▶ 你的任务
逐字引用下面的全部条目，回答中不要包含图片。

┌──

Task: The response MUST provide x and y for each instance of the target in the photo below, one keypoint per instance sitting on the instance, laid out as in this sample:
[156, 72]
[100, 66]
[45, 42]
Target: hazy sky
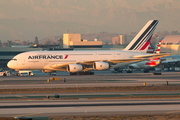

└──

▶ 回复
Task: The response MUST provide x and y for each instance of the target in the photo below, one keypoint per instance sitting on the instance, laid out as in this sample:
[156, 72]
[100, 66]
[45, 42]
Target: hazy sky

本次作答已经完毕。